━━ EXCERPTED PASSAGE ━━

Kogi State is a state in the North Central region of Nigeria, bordered to the west by the states of Ekiti and Kwara, to the north by the Federal Capital Territory, to the northeast by Nasarawa State, to the northwest by Niger State, to the southwest by the Edo and Ondo states, to the southeast by the states of Anambra and Enugu, and to the east by Benue State. It is the only state in Nigeria to border ten other states. Named for the Hausa word for river (Kogi). Kogi State was formed from parts of Benue State, Niger State, and Kwara State on 27 August 1991. The state is nicknamed the "Confluence State" due to the fact that the confluence of the River Niger and the River Benue occurs next to its capital, Lokoja.

Of the 36 states of Nigeria, Kogi is the thirteenth largest in the area and twentieth most populous with an estimated population of about 4.5  million as of 2016. Geographically, the state is within the tropical Guinean forest–savanna mosaic ecoregion. Important geographic features include the key rivers with the Niger flowing from the northwest and the Benue coming from the northeast before the two rivers meet in Kogi's center and bisect the state southward.

Kogi State has been inhabited for years by various ethnic groups, including the Igala, Ebira, Gbagyi, and Nupe (mainly the Bassa Nge, Kakanda, and Kupa subgroups) in the state's center; the Agatu, Basa-Komo, Idoma, and Igbo in the east; and the Yoruba (mainly the Okun, Ogori, Oworo, and Magongo subgroups) in the west. Kogi is also religiously diverse as about 45% of the state's population are Muslim with about 40% being Christian and the remaining 15% following traditional ethnic religions minorities.

In the pre-colonial period, the area that is now Kogi State was split up between various states with some states being tiny and village-based as others were part of larger empires like the Nupe Kingdom which held much of now-western Kogi State until the early 1800s when the Fulani jihad annexed the kingdom and placed the area under the Sokoto Caliphate. In the 1900s and 1910s, British expeditions occupied the area and incorporated them into the Northern Nigeria Protectorate with its capital as Lokoja until 1903. The protectorate later merged into British Nigeria before becoming independent as Nigeria in 1960. Originally, modern-day Kogi State was a part of the post-independence Northern Region until 1967 when the region was split and the area became part of the North-Western State, Kwara State, and Benue-Plateau State. After Benue-Plateau and the North-Western states were split in 1976, Kogi became a part of the new Benue and Niger states along with Kwara. Western Benue State, southeastern Kwara State, and far southern Niger State were broken off to form the new Kogi State.

Economically, Kogi State is largely based around agriculture, mainly of coffee, cashew, groundnut, cocoa, oil palm, and yam crops. Other key industries are crude oil extraction and the livestock herding of cattle, goats, and sheep. Kogi has both the 23rd highest Human Development Index and GDP in the country.

━━━

SET OF TASKS:
1. Quote the Kogi State text word for word, everything from "Economically, Kogi State" down to "in the country.".
2. Write what comes next in the text on Kogi State, starting after its last sentence.
You won't need the entries that come after this text.

━━ RECORDS SUPPLIED ━━

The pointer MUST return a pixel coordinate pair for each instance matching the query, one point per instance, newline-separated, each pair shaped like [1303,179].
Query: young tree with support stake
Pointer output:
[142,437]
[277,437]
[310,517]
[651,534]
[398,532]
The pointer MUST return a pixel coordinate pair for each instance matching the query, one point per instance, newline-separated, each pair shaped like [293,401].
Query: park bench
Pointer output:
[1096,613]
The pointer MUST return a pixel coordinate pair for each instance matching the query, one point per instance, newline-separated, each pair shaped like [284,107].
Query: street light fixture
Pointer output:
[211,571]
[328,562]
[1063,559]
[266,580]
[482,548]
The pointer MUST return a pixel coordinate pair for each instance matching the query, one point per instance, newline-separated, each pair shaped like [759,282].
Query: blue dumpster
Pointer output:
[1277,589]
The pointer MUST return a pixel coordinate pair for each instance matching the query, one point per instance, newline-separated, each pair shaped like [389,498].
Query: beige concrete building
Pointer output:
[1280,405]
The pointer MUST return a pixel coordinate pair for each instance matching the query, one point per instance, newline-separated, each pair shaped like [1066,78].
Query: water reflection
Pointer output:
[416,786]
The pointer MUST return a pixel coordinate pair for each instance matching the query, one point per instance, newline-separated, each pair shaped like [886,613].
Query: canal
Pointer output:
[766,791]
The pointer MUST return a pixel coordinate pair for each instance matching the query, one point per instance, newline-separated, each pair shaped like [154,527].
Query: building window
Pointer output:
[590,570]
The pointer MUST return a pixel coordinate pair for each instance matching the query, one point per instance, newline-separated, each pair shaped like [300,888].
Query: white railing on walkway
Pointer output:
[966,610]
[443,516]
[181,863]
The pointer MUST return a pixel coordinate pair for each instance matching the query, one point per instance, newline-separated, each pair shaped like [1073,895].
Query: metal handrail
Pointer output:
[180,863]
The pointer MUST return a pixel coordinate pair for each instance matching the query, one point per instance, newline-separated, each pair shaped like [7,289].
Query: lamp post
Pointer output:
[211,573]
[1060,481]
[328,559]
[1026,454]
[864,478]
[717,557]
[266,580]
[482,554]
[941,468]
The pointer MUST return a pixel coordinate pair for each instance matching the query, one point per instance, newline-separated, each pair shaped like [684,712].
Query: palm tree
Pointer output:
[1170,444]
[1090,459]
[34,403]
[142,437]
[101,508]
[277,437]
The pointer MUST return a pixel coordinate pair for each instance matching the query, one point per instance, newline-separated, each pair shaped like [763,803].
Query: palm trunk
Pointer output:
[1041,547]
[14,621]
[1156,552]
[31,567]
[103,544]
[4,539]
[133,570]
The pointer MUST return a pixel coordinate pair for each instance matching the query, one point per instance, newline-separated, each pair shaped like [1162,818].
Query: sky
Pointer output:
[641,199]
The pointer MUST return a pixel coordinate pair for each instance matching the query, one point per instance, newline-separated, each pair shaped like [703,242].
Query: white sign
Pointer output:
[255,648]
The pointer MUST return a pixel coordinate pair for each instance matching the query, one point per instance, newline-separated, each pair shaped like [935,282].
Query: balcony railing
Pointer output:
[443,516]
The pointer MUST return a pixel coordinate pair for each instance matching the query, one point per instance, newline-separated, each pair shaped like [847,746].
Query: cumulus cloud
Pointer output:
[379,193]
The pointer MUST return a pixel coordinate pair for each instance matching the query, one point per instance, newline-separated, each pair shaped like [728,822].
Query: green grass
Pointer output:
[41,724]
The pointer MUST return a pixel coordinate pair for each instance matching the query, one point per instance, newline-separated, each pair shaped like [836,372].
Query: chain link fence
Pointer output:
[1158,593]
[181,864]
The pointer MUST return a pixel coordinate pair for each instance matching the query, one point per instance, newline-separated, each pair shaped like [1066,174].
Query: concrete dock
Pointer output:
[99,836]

━━━

RESPONSES IN ORDER:
1.
Economically, Kogi State is largely based around agriculture, mainly of coffee, cashew, groundnut, cocoa, oil palm, and yam crops. Other key industries are crude oil extraction and the livestock herding of cattle, goats, and sheep. Kogi has both the 23rd highest Human Development Index and GDP in the country.

2.
Climate
The climate of the state has an annual rainfall total of between 1,100mm and 1,300mm. The rainy season lasts from April to October each year while the dry season last from November to march. The dry season is very dusty and cold as a result of the north-easterly winds, which bring in the harmattan. Between 2001 and 2014 the built-up area increased by 10.68% and seven (7) adaptation strategies were employed by farmers in changing planting dates and change crop variety at 31%, 22%, and 21% respectively in response to change in rainfall.

Politics 
The State government is led by a democratically elected governor who works closely with members of the state's house of assembly. The Capital city of the State is Lokoja

Electoral system 
The electoral system of each state is selected using a modified two-round system. To be elected in the first round, a candidate must receive the plurality of the vote and over 25% of the vote in at least two -thirds of the State's and local government Areas. If no candidate passes the threshold, a second round will be held between the top candidate and the next candidate to have received a plurality of votes in the highest number of local government Areas.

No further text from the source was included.